_WHAT YOU NEED TO DO_
Rewrite the data below as a numbered list, from the line containing "--target shop front" down to the line containing "M 303 152 L", both lines included, and omit any blank lines.

_AVAILABLE DATA_

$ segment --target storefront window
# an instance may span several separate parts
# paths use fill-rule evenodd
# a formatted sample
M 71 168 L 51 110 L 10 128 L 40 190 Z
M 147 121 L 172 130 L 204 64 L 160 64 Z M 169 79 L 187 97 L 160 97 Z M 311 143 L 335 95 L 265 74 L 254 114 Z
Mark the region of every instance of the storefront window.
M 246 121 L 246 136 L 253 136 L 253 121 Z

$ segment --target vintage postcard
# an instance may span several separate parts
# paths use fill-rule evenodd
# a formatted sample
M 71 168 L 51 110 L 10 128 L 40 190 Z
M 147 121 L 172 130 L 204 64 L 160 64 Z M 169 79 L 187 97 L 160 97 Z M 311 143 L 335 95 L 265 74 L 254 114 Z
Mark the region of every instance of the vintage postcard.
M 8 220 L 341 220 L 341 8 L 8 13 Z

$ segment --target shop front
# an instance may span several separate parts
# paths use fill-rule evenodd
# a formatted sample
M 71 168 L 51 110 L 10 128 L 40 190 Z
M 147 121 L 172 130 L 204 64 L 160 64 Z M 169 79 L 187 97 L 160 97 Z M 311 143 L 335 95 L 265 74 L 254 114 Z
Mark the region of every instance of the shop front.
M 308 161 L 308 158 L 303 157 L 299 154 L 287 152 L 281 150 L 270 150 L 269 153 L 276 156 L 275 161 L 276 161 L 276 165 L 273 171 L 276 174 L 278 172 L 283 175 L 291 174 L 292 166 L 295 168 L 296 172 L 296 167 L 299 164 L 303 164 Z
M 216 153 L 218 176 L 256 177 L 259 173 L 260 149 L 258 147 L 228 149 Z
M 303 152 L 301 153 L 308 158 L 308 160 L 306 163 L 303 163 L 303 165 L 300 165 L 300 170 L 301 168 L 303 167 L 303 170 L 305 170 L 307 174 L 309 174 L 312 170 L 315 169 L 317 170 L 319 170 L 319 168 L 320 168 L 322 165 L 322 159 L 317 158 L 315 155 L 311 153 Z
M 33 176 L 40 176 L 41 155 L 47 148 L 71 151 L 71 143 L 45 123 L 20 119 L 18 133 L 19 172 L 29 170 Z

_CORRECT ANSWER_
1. $ segment --target shop front
2. # an instance may span several separate parts
3. # paths use fill-rule evenodd
4. # a formatted sample
5. M 71 168 L 51 110 L 10 128 L 40 190 Z
6. M 147 121 L 172 130 L 204 64 L 160 64 Z M 169 79 L 187 97 L 160 97 Z M 311 143 L 335 95 L 265 74 L 254 114 Z
7. Mark the region of every instance of the shop front.
8. M 308 161 L 308 158 L 303 157 L 299 154 L 287 152 L 281 150 L 270 150 L 269 153 L 276 156 L 275 161 L 276 161 L 276 165 L 273 171 L 276 174 L 278 172 L 283 175 L 291 174 L 292 166 L 295 168 L 296 172 L 296 167 L 299 164 L 303 164 Z
9. M 216 153 L 218 176 L 256 177 L 259 173 L 260 149 L 258 147 L 228 149 Z
10. M 303 152 L 301 153 L 308 158 L 308 160 L 306 163 L 303 163 L 303 165 L 300 165 L 300 170 L 301 168 L 303 167 L 303 170 L 305 170 L 307 174 L 309 174 L 312 170 L 315 169 L 317 170 L 319 170 L 319 168 L 320 168 L 322 165 L 322 159 L 317 158 L 315 155 L 311 153 Z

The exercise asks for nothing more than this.